● **SUPPLIED RECORDS**:
★ ★ ★
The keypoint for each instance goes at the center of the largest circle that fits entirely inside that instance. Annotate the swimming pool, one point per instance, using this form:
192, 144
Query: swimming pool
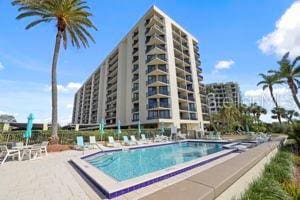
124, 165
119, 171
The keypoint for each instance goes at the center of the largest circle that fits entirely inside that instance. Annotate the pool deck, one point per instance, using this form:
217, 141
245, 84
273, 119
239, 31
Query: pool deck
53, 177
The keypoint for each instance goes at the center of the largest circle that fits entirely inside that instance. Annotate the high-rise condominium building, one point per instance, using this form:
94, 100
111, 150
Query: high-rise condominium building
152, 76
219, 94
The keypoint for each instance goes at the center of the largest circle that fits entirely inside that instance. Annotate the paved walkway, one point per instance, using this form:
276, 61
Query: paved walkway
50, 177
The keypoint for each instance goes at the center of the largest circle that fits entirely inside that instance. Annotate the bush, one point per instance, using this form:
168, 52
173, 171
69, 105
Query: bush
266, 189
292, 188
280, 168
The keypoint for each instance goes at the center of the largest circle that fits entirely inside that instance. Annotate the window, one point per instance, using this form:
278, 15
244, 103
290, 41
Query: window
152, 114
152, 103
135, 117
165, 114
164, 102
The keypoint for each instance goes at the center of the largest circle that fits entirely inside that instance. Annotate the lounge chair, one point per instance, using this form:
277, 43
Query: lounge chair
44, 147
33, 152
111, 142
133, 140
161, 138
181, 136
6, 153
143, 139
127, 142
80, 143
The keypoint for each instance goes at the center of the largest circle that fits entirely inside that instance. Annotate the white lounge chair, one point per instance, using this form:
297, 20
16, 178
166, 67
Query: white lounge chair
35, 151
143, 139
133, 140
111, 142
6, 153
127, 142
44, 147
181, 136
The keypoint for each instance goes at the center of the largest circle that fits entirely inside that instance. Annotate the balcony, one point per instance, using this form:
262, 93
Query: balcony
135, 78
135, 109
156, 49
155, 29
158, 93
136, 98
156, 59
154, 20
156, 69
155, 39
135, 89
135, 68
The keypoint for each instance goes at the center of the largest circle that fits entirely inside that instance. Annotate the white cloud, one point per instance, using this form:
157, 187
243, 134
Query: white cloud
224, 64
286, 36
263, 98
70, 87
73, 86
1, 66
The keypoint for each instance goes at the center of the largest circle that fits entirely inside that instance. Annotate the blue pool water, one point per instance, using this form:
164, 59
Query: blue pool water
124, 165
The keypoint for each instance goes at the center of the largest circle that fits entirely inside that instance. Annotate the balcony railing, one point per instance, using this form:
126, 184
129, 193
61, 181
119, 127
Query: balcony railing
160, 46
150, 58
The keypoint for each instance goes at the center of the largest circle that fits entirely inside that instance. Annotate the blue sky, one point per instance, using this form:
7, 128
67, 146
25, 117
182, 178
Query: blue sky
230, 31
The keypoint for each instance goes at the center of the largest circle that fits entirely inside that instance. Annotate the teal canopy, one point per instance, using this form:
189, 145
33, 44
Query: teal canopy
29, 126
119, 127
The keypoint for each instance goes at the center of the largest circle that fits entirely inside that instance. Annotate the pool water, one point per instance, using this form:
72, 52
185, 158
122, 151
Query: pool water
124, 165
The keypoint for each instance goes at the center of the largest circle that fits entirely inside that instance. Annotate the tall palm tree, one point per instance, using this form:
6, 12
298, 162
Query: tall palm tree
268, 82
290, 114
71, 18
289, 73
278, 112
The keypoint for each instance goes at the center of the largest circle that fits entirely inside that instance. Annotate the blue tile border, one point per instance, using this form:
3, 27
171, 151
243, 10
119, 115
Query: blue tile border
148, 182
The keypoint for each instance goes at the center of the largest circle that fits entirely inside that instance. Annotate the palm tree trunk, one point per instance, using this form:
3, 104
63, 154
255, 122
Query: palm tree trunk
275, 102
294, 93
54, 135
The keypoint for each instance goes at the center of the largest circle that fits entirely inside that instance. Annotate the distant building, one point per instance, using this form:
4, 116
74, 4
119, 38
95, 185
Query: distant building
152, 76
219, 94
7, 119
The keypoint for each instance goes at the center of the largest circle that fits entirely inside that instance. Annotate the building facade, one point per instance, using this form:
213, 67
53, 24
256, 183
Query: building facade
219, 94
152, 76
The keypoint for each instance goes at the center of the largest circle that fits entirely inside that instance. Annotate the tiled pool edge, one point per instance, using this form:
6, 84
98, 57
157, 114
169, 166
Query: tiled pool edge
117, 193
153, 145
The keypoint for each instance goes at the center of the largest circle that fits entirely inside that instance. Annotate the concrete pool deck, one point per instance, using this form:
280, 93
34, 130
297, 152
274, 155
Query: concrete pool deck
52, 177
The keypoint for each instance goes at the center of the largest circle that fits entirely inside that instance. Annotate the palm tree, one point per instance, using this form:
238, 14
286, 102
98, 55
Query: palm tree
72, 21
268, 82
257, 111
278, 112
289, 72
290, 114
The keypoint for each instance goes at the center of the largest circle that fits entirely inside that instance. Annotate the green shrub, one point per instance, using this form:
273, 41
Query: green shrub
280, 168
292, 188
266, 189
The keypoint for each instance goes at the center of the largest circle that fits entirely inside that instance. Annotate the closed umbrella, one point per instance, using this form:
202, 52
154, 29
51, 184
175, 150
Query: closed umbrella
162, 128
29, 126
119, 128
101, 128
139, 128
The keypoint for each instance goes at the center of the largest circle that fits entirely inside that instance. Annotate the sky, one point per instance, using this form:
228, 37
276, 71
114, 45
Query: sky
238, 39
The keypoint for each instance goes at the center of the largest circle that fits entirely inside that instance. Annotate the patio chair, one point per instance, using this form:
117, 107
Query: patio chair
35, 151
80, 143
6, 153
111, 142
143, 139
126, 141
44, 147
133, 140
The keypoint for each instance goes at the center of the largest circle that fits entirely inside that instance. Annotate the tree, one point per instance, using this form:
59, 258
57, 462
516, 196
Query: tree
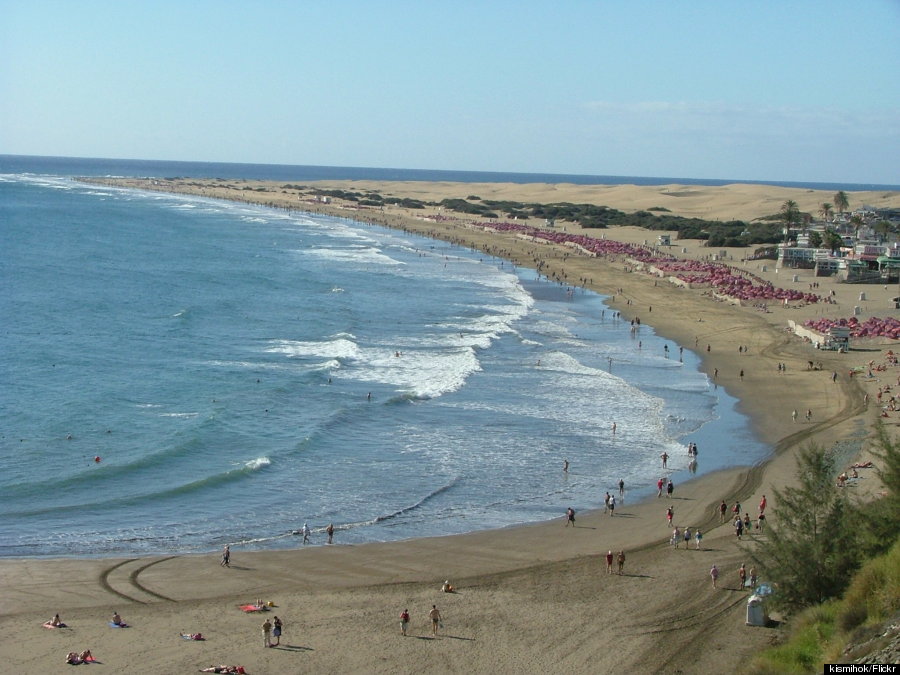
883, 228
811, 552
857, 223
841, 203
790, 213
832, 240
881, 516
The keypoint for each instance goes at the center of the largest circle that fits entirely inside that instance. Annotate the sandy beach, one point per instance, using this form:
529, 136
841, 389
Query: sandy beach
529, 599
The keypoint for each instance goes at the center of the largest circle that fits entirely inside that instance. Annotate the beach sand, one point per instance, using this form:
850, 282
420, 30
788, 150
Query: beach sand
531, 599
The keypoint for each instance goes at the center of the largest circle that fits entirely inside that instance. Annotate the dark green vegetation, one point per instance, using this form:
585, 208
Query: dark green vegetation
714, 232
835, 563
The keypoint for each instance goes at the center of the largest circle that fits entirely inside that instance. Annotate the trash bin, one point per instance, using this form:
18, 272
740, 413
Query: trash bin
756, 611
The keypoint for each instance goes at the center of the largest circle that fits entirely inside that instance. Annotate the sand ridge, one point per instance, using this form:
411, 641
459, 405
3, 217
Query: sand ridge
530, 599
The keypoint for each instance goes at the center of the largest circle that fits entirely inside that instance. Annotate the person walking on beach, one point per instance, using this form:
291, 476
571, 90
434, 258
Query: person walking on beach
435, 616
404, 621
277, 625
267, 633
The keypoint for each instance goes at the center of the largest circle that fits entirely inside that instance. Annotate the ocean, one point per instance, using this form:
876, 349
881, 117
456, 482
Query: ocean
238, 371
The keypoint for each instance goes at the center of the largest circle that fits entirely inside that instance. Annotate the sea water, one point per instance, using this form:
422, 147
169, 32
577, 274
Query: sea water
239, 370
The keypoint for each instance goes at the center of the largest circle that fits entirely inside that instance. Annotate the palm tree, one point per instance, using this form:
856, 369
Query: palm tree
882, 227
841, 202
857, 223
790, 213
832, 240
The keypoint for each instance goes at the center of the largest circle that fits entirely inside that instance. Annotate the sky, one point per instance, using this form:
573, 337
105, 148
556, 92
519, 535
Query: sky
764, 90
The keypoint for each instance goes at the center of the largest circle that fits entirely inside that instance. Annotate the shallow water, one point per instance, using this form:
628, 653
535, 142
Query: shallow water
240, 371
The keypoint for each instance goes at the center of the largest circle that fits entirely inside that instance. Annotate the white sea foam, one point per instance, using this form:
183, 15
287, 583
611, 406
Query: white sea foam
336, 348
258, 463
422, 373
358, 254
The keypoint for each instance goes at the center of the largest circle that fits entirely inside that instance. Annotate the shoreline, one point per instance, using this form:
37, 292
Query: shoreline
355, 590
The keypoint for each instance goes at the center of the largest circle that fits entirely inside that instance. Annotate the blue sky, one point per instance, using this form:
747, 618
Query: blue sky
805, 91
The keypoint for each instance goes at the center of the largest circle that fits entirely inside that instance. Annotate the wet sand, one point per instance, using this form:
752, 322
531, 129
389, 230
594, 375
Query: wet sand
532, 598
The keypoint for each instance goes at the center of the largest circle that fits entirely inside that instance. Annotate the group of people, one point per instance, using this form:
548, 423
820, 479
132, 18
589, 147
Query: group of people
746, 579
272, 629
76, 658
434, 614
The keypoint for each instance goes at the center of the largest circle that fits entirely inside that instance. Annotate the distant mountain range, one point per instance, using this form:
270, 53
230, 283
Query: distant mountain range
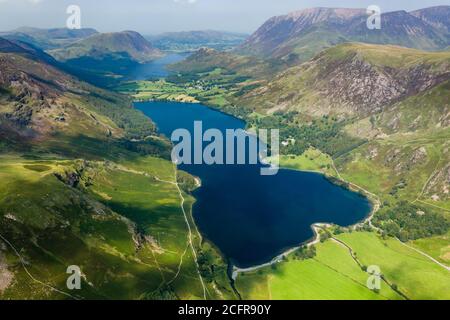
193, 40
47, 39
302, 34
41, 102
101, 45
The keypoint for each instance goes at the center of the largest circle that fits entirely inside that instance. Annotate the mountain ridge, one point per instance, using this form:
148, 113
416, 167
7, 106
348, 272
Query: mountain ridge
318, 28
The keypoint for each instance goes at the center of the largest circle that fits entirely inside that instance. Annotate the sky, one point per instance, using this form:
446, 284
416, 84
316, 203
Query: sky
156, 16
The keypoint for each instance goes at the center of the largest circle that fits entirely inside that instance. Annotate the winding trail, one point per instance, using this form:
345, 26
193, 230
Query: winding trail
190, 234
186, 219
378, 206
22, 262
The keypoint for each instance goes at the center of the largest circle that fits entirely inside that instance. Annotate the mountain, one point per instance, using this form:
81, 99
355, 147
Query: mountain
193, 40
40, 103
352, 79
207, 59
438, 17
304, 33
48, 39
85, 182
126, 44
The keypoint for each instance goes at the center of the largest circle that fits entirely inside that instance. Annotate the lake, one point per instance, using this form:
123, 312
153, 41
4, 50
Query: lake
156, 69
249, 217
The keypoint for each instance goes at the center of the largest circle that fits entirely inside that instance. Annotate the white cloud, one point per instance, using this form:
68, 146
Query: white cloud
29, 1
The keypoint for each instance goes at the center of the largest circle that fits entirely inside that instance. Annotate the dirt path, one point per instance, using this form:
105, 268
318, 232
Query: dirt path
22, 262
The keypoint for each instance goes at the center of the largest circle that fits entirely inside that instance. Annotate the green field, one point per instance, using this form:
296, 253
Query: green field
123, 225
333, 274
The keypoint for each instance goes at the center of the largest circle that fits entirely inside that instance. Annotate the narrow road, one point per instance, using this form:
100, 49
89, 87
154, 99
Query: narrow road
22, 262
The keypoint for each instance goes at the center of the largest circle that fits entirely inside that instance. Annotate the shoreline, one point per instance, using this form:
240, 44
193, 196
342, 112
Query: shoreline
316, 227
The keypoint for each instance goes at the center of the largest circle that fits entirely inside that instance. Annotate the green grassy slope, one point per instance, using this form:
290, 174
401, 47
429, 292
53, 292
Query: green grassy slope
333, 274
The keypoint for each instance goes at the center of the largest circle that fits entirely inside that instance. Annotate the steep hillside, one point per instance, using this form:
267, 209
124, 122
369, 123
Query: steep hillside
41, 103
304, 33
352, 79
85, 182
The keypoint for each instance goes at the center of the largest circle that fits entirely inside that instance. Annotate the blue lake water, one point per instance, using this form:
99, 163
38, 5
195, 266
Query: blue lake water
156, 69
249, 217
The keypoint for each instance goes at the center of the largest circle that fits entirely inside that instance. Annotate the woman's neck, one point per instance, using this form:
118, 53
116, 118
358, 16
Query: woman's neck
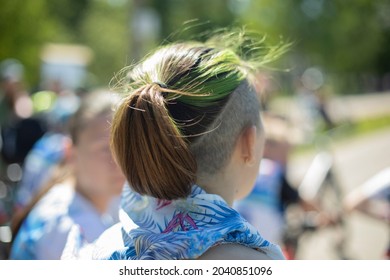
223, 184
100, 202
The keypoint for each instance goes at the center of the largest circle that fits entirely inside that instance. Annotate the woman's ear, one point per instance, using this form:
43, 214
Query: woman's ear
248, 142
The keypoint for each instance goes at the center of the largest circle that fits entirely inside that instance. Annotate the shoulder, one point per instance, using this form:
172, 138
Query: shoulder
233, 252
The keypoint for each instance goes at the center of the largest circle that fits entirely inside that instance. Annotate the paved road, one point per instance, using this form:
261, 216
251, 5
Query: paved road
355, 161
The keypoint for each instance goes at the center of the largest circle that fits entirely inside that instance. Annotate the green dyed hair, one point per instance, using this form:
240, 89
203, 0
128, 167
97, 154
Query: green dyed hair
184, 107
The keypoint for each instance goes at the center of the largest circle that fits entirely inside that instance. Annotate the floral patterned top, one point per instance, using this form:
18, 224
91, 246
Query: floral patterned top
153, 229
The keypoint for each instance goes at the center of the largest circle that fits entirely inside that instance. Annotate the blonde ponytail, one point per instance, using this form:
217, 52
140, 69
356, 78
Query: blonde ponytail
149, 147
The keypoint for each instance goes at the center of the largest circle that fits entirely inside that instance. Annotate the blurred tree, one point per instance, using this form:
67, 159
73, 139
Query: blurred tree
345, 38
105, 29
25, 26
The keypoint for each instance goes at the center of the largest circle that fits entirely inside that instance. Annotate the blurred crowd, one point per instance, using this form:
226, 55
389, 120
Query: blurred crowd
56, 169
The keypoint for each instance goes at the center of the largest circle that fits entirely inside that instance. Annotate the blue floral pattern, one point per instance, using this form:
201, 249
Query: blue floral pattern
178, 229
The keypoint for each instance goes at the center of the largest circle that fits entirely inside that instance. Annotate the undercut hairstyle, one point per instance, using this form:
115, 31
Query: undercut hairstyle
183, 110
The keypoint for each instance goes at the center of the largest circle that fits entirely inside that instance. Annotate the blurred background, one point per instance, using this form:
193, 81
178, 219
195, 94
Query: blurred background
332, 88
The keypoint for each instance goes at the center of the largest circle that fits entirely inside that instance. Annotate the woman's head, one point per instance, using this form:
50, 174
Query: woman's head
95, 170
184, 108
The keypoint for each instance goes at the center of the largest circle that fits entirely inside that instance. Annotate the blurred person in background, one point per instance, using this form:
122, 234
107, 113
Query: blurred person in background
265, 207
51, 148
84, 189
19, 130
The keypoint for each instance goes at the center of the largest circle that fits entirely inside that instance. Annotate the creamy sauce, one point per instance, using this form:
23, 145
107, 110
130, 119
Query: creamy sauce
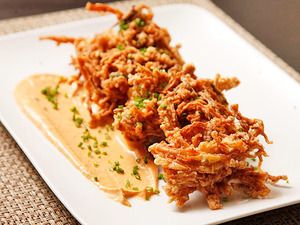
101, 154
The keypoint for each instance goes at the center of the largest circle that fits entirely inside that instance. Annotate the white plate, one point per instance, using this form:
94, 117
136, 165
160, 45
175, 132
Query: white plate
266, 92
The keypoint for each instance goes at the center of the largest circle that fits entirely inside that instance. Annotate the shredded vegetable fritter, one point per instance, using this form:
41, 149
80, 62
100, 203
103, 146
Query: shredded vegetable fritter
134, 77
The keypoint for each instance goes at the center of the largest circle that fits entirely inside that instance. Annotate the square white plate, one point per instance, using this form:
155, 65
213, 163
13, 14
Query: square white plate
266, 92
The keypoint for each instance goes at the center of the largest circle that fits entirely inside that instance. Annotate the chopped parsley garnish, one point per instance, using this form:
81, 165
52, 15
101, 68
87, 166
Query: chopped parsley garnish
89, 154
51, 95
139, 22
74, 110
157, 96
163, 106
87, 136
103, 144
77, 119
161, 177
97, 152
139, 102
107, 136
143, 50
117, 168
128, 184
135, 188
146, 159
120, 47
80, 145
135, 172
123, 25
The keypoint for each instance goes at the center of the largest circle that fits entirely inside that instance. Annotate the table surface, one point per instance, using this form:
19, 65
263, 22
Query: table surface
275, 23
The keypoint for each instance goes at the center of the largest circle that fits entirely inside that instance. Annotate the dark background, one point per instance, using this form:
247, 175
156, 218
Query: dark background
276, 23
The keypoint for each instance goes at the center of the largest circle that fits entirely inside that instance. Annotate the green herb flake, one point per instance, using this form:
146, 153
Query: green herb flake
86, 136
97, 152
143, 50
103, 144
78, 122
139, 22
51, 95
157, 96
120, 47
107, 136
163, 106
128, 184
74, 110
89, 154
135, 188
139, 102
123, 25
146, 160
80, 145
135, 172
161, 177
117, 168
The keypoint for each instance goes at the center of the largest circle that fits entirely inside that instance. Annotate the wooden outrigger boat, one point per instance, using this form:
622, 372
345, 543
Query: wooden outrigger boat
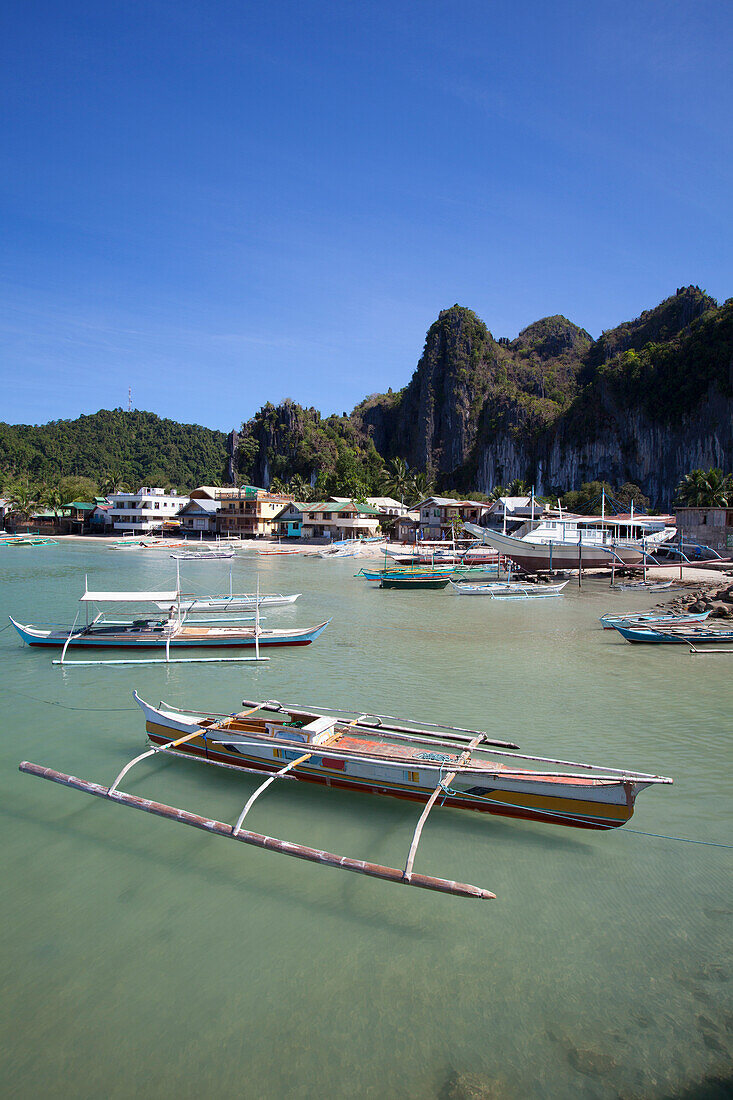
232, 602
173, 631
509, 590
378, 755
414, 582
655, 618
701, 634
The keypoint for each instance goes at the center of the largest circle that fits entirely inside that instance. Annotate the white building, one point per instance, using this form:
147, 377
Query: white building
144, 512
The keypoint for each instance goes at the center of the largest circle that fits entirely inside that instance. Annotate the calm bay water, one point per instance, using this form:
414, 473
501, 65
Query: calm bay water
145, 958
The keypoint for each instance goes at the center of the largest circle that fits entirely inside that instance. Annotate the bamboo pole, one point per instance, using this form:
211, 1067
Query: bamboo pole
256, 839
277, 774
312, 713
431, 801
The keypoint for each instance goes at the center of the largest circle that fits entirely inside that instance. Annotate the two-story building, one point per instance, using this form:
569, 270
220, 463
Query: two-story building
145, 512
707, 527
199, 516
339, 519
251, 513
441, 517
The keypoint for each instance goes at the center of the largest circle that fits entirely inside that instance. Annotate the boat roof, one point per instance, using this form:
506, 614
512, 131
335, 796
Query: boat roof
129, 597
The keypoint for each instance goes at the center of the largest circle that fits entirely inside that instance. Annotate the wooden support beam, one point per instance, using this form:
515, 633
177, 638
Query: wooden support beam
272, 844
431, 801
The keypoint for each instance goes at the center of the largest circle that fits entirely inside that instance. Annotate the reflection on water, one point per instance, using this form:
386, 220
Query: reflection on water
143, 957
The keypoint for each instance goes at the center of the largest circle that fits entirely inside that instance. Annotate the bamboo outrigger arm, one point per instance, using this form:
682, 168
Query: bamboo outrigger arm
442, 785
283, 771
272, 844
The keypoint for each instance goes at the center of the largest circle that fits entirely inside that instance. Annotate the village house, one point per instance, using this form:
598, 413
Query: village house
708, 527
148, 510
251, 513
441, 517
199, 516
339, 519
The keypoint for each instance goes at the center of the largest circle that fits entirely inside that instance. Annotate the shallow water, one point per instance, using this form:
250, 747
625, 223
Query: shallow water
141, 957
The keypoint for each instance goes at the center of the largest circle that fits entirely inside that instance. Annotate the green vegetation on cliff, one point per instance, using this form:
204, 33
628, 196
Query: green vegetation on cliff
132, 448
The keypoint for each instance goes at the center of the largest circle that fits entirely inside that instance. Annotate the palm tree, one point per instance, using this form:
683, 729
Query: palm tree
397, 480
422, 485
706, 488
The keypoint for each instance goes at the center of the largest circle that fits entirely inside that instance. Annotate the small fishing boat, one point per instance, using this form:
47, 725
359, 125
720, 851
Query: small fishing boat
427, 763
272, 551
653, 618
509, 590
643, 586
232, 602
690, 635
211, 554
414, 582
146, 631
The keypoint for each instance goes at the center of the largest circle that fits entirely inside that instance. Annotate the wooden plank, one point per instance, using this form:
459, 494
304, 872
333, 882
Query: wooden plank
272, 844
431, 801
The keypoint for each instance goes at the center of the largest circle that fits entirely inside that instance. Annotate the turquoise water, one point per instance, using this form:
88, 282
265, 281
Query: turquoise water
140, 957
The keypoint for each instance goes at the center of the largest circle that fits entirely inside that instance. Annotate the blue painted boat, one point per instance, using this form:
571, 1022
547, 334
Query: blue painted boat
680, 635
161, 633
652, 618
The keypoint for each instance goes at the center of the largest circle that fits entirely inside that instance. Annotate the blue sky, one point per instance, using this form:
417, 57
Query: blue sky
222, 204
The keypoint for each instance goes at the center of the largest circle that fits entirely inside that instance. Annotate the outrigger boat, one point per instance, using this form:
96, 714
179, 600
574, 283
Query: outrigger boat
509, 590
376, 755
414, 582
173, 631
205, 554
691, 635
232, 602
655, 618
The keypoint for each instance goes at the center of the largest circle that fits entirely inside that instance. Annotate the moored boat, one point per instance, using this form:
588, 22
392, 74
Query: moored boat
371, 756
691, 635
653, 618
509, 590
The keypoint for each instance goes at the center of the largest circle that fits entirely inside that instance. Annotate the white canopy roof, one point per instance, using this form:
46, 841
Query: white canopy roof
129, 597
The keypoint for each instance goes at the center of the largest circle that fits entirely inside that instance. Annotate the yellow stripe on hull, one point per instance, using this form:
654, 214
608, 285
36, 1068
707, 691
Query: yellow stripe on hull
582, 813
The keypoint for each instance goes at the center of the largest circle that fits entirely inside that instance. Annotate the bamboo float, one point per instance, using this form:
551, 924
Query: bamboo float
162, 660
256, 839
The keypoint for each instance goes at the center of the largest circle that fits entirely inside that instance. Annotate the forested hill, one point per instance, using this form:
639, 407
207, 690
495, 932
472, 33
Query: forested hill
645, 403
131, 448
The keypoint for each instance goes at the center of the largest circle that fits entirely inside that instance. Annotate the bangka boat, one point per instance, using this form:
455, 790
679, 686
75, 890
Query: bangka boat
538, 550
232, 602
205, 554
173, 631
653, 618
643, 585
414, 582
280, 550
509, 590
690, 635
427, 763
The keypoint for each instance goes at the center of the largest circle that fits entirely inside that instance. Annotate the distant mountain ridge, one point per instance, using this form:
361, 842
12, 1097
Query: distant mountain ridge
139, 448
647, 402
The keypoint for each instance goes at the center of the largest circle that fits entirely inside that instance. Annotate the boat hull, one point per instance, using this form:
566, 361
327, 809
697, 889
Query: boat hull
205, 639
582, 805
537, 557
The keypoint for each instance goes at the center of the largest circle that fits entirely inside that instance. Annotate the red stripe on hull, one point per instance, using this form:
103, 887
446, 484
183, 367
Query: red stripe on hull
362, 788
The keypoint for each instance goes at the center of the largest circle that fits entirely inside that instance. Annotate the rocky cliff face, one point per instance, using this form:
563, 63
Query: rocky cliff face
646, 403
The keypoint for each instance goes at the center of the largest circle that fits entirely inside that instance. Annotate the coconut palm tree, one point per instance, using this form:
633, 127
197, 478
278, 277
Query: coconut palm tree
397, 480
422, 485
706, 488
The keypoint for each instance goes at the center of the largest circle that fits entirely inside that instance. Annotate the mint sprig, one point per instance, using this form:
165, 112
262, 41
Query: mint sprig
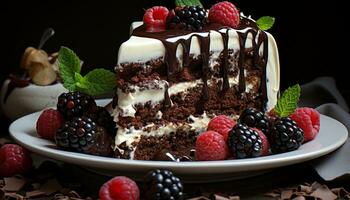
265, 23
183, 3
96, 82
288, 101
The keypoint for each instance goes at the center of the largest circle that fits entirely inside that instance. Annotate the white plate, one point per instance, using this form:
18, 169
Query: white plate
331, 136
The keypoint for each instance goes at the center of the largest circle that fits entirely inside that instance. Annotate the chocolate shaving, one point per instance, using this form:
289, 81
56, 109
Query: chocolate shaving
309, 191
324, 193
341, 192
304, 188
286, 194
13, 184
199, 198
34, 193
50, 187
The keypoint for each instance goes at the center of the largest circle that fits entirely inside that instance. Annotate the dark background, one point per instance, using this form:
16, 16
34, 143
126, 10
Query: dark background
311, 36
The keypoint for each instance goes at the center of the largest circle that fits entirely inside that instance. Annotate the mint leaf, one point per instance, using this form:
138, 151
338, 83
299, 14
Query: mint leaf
★ ★ ★
● **REQUIRED WORK**: Using the listing, collect all lines in which the string "leaf" is found.

● **YOUR RESPONSE**:
The keypoint for each instance goes at the center of the largest circle that fits entirely inside that instance. Annotate the mint leaf, one point per instance, using this form:
Query: mint leaf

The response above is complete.